[REQUIREMENTS]
1/ Print the passage of the Pacquiao excerpt between "Third, either Pacquiao" and "Jekyll and Hyde!", inclusive, reproducing it word for word.
2/ According to the Pacquiao excerpt, how much could the suits amount to?

[TEXT EXCERPT]

Start

Such dishonesty also infuriated gamblers who placed their bets on Pacquiao (millions of American dollars’ worth. “Who would have bet on Pacquiao,” asked Attorney Thomas Zimmerman (plaintiff), “if they knew he was injured?” The suits could amount to more than U.S. $5 million. Liable parties involved are Pacquiao, his trainer (Freddie Roach), his manager (Michael Koncz), his promotional company (Top Rank), Top Rank’s executives (Bob Arum and Todd Duboef), Floyd Mayweather, Mayweather Productions, fight producers (HBO and Showtime), and pay-per-view providers (AT & T, Comcast, and DirecTV)—a dilemma which could have been prevented had Pacquiao been sincere and considerate to all stakeholders.
Third, either Pacquiao is greedy or lacks a sense of priority in his career. Perhaps Pacquiao is an opportunist and will accept as many roles and jobs as possible at the expense of the others, as if to say, “Hey, look at me! I’m the great ‘Pac-Man’! I can do anything!” If that is the case, then his lack of focus may have cost Pacquiao the last match. Attorney and boxing analyst Ed Tolentino pointed out on Headstart:
His attention span right now is so diversified. In fact, had he focused solely on boxing, not with his extra-curricular activities, I thought he could have beaten Floyd Mayweather. I saw the Manny Pacquiao who had his attention focused solely on boxing. I also saw the Manny Pacquiao whose attention was diversified. I compared the two, and believe me; it’s Jekyll and Hyde!

End

[LISTED ENTRIES]
Start

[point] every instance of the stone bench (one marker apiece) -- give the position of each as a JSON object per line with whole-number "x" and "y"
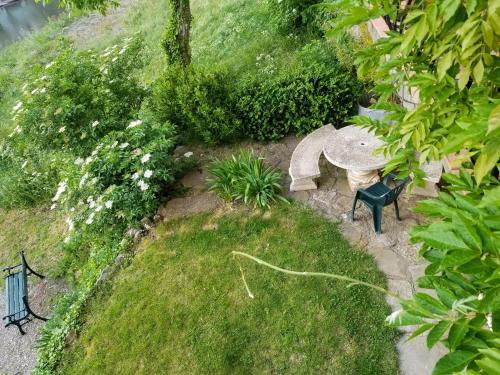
{"x": 304, "y": 165}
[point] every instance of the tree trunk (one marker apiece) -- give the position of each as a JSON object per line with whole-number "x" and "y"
{"x": 176, "y": 37}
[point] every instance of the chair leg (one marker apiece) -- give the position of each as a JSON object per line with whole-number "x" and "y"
{"x": 377, "y": 219}
{"x": 356, "y": 197}
{"x": 397, "y": 210}
{"x": 28, "y": 309}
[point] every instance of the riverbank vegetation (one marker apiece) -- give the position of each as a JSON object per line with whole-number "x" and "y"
{"x": 90, "y": 120}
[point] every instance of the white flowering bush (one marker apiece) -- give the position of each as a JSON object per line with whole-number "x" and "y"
{"x": 119, "y": 183}
{"x": 79, "y": 97}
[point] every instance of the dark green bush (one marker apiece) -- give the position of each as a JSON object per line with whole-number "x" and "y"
{"x": 200, "y": 103}
{"x": 296, "y": 15}
{"x": 298, "y": 101}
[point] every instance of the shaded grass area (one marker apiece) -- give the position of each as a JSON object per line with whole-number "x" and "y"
{"x": 181, "y": 306}
{"x": 37, "y": 231}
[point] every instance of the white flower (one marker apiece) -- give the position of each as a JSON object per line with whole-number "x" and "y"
{"x": 145, "y": 158}
{"x": 71, "y": 226}
{"x": 391, "y": 319}
{"x": 135, "y": 123}
{"x": 143, "y": 185}
{"x": 90, "y": 219}
{"x": 84, "y": 179}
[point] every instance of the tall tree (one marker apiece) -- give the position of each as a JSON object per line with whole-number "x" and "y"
{"x": 176, "y": 36}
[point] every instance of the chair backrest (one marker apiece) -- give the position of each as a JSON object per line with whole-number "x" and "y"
{"x": 395, "y": 191}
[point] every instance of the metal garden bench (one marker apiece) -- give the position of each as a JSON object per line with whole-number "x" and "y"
{"x": 18, "y": 311}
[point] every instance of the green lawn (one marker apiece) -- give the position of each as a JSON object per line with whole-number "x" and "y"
{"x": 181, "y": 306}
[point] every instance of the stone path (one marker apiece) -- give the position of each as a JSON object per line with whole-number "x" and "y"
{"x": 395, "y": 256}
{"x": 17, "y": 352}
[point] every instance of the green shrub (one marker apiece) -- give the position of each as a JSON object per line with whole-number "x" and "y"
{"x": 27, "y": 177}
{"x": 245, "y": 177}
{"x": 79, "y": 97}
{"x": 297, "y": 101}
{"x": 200, "y": 103}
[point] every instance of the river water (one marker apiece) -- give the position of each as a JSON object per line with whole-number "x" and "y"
{"x": 20, "y": 17}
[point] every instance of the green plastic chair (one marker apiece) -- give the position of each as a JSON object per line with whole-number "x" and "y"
{"x": 379, "y": 195}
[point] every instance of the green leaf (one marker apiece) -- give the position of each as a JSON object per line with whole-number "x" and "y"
{"x": 453, "y": 362}
{"x": 491, "y": 198}
{"x": 440, "y": 238}
{"x": 494, "y": 120}
{"x": 419, "y": 331}
{"x": 444, "y": 64}
{"x": 436, "y": 333}
{"x": 456, "y": 258}
{"x": 487, "y": 160}
{"x": 487, "y": 33}
{"x": 430, "y": 304}
{"x": 457, "y": 333}
{"x": 463, "y": 78}
{"x": 478, "y": 71}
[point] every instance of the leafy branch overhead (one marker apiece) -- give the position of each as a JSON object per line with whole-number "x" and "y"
{"x": 446, "y": 54}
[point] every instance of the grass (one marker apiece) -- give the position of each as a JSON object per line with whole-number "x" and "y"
{"x": 37, "y": 231}
{"x": 181, "y": 307}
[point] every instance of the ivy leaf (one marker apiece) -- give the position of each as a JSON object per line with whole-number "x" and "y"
{"x": 457, "y": 333}
{"x": 478, "y": 71}
{"x": 453, "y": 362}
{"x": 494, "y": 120}
{"x": 436, "y": 333}
{"x": 444, "y": 64}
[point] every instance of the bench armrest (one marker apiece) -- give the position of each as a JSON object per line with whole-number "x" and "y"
{"x": 10, "y": 268}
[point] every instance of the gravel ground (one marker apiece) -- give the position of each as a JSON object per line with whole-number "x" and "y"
{"x": 17, "y": 352}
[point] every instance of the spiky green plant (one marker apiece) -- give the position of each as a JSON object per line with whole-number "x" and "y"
{"x": 244, "y": 177}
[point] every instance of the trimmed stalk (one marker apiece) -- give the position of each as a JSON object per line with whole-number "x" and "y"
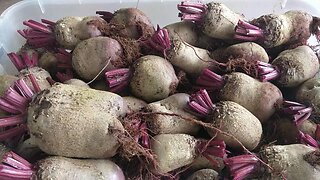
{"x": 209, "y": 80}
{"x": 15, "y": 101}
{"x": 15, "y": 167}
{"x": 107, "y": 16}
{"x": 299, "y": 111}
{"x": 12, "y": 120}
{"x": 13, "y": 132}
{"x": 23, "y": 61}
{"x": 51, "y": 81}
{"x": 192, "y": 11}
{"x": 317, "y": 133}
{"x": 267, "y": 72}
{"x": 39, "y": 34}
{"x": 242, "y": 166}
{"x": 247, "y": 32}
{"x": 160, "y": 41}
{"x": 118, "y": 79}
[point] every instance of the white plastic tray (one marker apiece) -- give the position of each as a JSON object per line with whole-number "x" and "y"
{"x": 160, "y": 11}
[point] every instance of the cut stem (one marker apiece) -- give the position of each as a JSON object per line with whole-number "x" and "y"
{"x": 13, "y": 132}
{"x": 118, "y": 79}
{"x": 247, "y": 32}
{"x": 192, "y": 11}
{"x": 12, "y": 120}
{"x": 160, "y": 41}
{"x": 242, "y": 166}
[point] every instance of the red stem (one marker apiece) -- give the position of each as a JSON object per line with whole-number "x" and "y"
{"x": 12, "y": 120}
{"x": 13, "y": 132}
{"x": 24, "y": 89}
{"x": 7, "y": 172}
{"x": 16, "y": 99}
{"x": 242, "y": 166}
{"x": 317, "y": 133}
{"x": 118, "y": 79}
{"x": 6, "y": 106}
{"x": 107, "y": 16}
{"x": 192, "y": 11}
{"x": 51, "y": 81}
{"x": 299, "y": 111}
{"x": 16, "y": 161}
{"x": 247, "y": 32}
{"x": 160, "y": 41}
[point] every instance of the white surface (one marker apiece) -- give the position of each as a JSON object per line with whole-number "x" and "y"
{"x": 160, "y": 11}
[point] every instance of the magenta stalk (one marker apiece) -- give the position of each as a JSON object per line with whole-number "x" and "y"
{"x": 118, "y": 79}
{"x": 13, "y": 132}
{"x": 107, "y": 16}
{"x": 317, "y": 133}
{"x": 247, "y": 32}
{"x": 299, "y": 111}
{"x": 15, "y": 101}
{"x": 160, "y": 41}
{"x": 15, "y": 167}
{"x": 242, "y": 166}
{"x": 23, "y": 61}
{"x": 209, "y": 80}
{"x": 192, "y": 11}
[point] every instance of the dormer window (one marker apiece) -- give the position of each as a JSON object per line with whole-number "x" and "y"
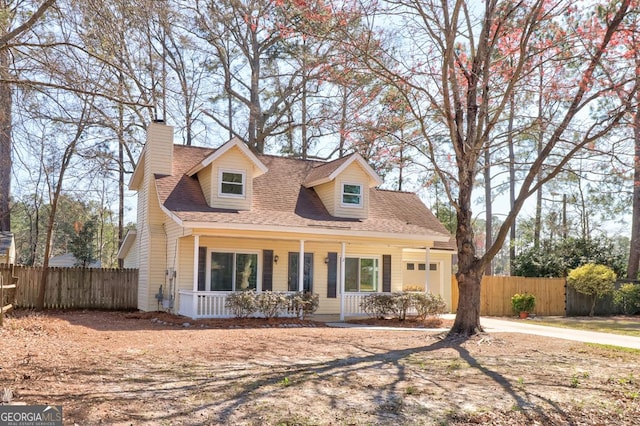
{"x": 351, "y": 195}
{"x": 232, "y": 183}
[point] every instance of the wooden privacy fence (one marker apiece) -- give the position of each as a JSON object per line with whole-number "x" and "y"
{"x": 77, "y": 288}
{"x": 496, "y": 292}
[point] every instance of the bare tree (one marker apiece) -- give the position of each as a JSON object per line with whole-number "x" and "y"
{"x": 12, "y": 30}
{"x": 467, "y": 63}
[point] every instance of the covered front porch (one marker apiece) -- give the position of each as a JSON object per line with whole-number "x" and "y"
{"x": 212, "y": 304}
{"x": 341, "y": 273}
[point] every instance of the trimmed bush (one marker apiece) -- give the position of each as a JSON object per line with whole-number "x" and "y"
{"x": 242, "y": 303}
{"x": 428, "y": 304}
{"x": 523, "y": 302}
{"x": 398, "y": 304}
{"x": 271, "y": 303}
{"x": 402, "y": 302}
{"x": 628, "y": 298}
{"x": 593, "y": 280}
{"x": 304, "y": 304}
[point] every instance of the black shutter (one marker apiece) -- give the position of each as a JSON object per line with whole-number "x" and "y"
{"x": 202, "y": 265}
{"x": 386, "y": 273}
{"x": 267, "y": 270}
{"x": 332, "y": 275}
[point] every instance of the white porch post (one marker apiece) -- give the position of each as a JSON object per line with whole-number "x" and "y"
{"x": 301, "y": 267}
{"x": 342, "y": 277}
{"x": 426, "y": 270}
{"x": 194, "y": 297}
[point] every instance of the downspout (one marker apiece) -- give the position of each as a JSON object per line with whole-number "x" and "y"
{"x": 427, "y": 268}
{"x": 194, "y": 296}
{"x": 342, "y": 276}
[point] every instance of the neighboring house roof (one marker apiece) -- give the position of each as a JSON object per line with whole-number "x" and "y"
{"x": 446, "y": 245}
{"x": 281, "y": 200}
{"x": 68, "y": 260}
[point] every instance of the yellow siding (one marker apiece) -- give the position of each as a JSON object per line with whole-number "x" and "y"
{"x": 152, "y": 244}
{"x": 282, "y": 248}
{"x": 159, "y": 149}
{"x": 205, "y": 179}
{"x": 439, "y": 281}
{"x": 232, "y": 160}
{"x": 354, "y": 174}
{"x": 131, "y": 260}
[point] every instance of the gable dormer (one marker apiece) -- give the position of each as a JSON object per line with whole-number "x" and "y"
{"x": 226, "y": 176}
{"x": 343, "y": 186}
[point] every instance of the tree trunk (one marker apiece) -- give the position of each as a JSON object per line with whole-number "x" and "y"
{"x": 470, "y": 270}
{"x": 6, "y": 104}
{"x": 634, "y": 250}
{"x": 593, "y": 306}
{"x": 488, "y": 226}
{"x": 512, "y": 184}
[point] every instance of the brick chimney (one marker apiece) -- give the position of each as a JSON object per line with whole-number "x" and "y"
{"x": 159, "y": 148}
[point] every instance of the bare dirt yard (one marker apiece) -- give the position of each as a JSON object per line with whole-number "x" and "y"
{"x": 119, "y": 368}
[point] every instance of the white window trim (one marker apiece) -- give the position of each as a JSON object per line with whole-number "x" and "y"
{"x": 342, "y": 194}
{"x": 244, "y": 183}
{"x": 379, "y": 278}
{"x": 235, "y": 252}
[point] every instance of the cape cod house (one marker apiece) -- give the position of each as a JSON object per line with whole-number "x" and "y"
{"x": 215, "y": 221}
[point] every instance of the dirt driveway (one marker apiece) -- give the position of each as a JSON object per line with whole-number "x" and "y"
{"x": 117, "y": 368}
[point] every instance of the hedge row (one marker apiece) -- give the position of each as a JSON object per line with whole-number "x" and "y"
{"x": 269, "y": 304}
{"x": 398, "y": 304}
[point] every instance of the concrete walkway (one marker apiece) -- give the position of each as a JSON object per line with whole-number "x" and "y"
{"x": 495, "y": 325}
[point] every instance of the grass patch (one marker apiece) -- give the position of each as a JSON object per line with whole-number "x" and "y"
{"x": 605, "y": 325}
{"x": 614, "y": 348}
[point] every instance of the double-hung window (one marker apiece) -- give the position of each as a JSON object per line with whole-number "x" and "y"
{"x": 362, "y": 274}
{"x": 232, "y": 271}
{"x": 351, "y": 195}
{"x": 294, "y": 268}
{"x": 231, "y": 183}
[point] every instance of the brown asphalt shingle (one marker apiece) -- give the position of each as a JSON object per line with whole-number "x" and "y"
{"x": 281, "y": 200}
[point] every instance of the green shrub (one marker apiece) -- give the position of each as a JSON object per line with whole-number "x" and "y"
{"x": 593, "y": 280}
{"x": 402, "y": 302}
{"x": 523, "y": 302}
{"x": 304, "y": 304}
{"x": 628, "y": 298}
{"x": 378, "y": 305}
{"x": 242, "y": 303}
{"x": 270, "y": 303}
{"x": 398, "y": 304}
{"x": 428, "y": 304}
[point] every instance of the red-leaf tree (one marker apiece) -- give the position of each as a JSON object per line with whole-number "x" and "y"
{"x": 459, "y": 67}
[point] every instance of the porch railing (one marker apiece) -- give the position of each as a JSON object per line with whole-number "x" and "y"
{"x": 211, "y": 304}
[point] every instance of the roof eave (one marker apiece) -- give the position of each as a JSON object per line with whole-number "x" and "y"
{"x": 316, "y": 230}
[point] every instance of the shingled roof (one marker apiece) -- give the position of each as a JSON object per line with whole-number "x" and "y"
{"x": 280, "y": 200}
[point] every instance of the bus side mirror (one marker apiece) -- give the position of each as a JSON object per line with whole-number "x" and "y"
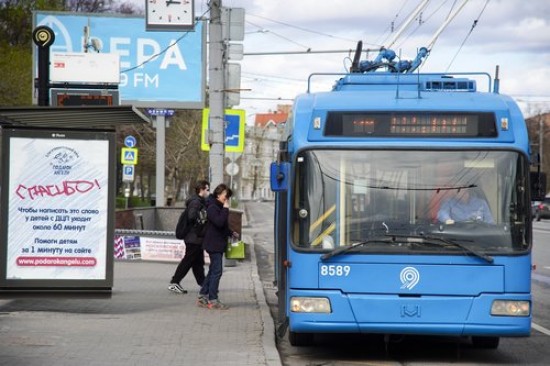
{"x": 538, "y": 185}
{"x": 279, "y": 176}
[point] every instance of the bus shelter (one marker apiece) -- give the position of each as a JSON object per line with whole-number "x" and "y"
{"x": 58, "y": 197}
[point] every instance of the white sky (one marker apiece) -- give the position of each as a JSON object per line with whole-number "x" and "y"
{"x": 514, "y": 34}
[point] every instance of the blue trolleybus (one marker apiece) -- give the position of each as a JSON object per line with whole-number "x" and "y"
{"x": 403, "y": 207}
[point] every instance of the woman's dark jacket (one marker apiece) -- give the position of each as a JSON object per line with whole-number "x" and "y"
{"x": 217, "y": 227}
{"x": 198, "y": 229}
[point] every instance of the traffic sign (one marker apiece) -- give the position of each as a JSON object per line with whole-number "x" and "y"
{"x": 128, "y": 173}
{"x": 232, "y": 169}
{"x": 130, "y": 141}
{"x": 234, "y": 130}
{"x": 128, "y": 156}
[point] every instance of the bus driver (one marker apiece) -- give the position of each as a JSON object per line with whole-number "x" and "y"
{"x": 464, "y": 207}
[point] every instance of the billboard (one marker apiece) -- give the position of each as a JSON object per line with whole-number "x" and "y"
{"x": 157, "y": 69}
{"x": 57, "y": 209}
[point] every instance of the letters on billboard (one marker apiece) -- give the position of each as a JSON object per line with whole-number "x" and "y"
{"x": 157, "y": 69}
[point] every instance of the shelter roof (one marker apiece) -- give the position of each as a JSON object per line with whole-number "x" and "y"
{"x": 77, "y": 117}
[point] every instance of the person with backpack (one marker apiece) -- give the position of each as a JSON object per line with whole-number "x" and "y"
{"x": 215, "y": 241}
{"x": 191, "y": 228}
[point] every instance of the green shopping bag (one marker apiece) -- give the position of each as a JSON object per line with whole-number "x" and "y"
{"x": 235, "y": 250}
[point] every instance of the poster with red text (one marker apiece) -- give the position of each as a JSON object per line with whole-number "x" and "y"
{"x": 57, "y": 209}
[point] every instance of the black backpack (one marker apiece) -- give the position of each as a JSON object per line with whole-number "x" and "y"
{"x": 183, "y": 227}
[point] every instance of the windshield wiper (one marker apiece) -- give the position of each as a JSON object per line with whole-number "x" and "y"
{"x": 345, "y": 249}
{"x": 453, "y": 242}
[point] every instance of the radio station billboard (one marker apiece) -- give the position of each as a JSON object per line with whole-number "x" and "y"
{"x": 157, "y": 69}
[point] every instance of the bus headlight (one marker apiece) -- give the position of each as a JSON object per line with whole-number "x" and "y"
{"x": 310, "y": 305}
{"x": 511, "y": 308}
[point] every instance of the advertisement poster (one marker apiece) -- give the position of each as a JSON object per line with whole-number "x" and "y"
{"x": 57, "y": 208}
{"x": 149, "y": 248}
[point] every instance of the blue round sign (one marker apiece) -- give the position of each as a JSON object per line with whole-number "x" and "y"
{"x": 130, "y": 141}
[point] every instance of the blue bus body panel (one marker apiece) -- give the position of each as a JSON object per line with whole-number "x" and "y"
{"x": 456, "y": 280}
{"x": 453, "y": 295}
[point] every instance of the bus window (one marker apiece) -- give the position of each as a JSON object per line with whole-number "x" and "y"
{"x": 344, "y": 196}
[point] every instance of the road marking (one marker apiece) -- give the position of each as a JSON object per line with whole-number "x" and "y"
{"x": 540, "y": 328}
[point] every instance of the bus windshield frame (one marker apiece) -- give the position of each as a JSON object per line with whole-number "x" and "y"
{"x": 348, "y": 196}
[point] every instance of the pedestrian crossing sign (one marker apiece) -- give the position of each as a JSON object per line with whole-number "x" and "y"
{"x": 128, "y": 156}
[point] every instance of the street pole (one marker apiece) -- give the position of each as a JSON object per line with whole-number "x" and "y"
{"x": 216, "y": 124}
{"x": 160, "y": 122}
{"x": 541, "y": 134}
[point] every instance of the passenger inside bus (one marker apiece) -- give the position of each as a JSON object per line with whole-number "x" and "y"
{"x": 466, "y": 206}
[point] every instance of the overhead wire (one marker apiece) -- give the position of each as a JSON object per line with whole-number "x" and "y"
{"x": 391, "y": 26}
{"x": 263, "y": 30}
{"x": 301, "y": 28}
{"x": 422, "y": 22}
{"x": 474, "y": 24}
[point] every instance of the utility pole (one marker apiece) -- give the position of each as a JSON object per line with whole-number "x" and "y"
{"x": 216, "y": 123}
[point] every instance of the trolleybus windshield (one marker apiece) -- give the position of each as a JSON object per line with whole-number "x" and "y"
{"x": 475, "y": 198}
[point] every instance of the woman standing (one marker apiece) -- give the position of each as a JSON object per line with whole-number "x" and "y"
{"x": 215, "y": 241}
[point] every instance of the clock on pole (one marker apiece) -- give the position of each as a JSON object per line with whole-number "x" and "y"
{"x": 169, "y": 15}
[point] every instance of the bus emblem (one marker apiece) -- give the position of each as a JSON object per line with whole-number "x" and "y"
{"x": 409, "y": 277}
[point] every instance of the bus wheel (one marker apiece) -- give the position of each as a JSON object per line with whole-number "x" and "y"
{"x": 486, "y": 342}
{"x": 300, "y": 339}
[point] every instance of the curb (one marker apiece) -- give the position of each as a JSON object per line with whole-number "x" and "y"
{"x": 272, "y": 357}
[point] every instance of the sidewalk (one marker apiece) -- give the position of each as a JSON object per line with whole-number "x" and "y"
{"x": 143, "y": 323}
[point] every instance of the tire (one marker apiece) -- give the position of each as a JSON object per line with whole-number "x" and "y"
{"x": 486, "y": 342}
{"x": 300, "y": 339}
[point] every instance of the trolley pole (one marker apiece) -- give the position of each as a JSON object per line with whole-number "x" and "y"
{"x": 216, "y": 127}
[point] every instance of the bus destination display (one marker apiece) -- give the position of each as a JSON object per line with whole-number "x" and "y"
{"x": 410, "y": 124}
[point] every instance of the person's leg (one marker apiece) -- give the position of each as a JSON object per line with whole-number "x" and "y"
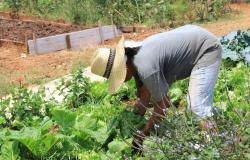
{"x": 201, "y": 88}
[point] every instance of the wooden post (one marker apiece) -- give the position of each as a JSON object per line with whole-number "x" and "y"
{"x": 35, "y": 43}
{"x": 100, "y": 32}
{"x": 68, "y": 42}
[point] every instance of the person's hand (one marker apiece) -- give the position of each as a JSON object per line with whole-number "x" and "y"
{"x": 137, "y": 144}
{"x": 209, "y": 125}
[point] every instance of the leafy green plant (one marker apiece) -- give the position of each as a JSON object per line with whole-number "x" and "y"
{"x": 23, "y": 107}
{"x": 75, "y": 90}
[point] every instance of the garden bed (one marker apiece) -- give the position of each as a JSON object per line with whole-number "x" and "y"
{"x": 22, "y": 30}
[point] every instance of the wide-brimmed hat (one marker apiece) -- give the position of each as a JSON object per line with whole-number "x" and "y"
{"x": 111, "y": 64}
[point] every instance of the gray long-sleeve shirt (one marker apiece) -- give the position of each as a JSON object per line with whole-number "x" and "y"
{"x": 169, "y": 56}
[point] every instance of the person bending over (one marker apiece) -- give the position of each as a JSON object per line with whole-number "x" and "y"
{"x": 159, "y": 61}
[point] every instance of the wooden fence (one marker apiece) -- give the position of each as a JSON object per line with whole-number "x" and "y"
{"x": 73, "y": 40}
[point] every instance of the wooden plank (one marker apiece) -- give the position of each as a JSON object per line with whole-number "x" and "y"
{"x": 76, "y": 40}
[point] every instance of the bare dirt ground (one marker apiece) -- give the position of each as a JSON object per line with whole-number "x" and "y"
{"x": 14, "y": 62}
{"x": 238, "y": 21}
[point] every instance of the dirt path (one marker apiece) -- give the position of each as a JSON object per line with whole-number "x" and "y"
{"x": 238, "y": 21}
{"x": 36, "y": 69}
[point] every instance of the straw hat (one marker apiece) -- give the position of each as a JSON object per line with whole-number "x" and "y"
{"x": 111, "y": 64}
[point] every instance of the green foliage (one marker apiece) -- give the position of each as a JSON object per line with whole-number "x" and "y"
{"x": 23, "y": 107}
{"x": 75, "y": 90}
{"x": 10, "y": 150}
{"x": 90, "y": 124}
{"x": 122, "y": 12}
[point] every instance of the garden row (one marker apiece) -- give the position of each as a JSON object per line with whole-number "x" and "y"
{"x": 92, "y": 125}
{"x": 121, "y": 12}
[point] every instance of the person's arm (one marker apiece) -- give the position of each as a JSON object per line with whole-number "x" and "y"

End

[ANSWERS PROVIDED]
1/
Third, either Pacquiao is greedy or lacks a sense of priority in his career. Perhaps Pacquiao is an opportunist and will accept as many roles and jobs as possible at the expense of the others, as if to say, “Hey, look at me! I’m the great ‘Pac-Man’! I can do anything!” If that is the case, then his lack of focus may have cost Pacquiao the last match. Attorney and boxing analyst Ed Tolentino pointed out on Headstart:
His attention span right now is so diversified. In fact, had he focused solely on boxing, not with his extra-curricular activities, I thought he could have beaten Floyd Mayweather. I saw the Manny Pacquiao who had his attention focused solely on boxing. I also saw the Manny Pacquiao whose attention was diversified. I compared the two, and believe me; it’s Jekyll and Hyde!

2/ More than U.S. $5 million.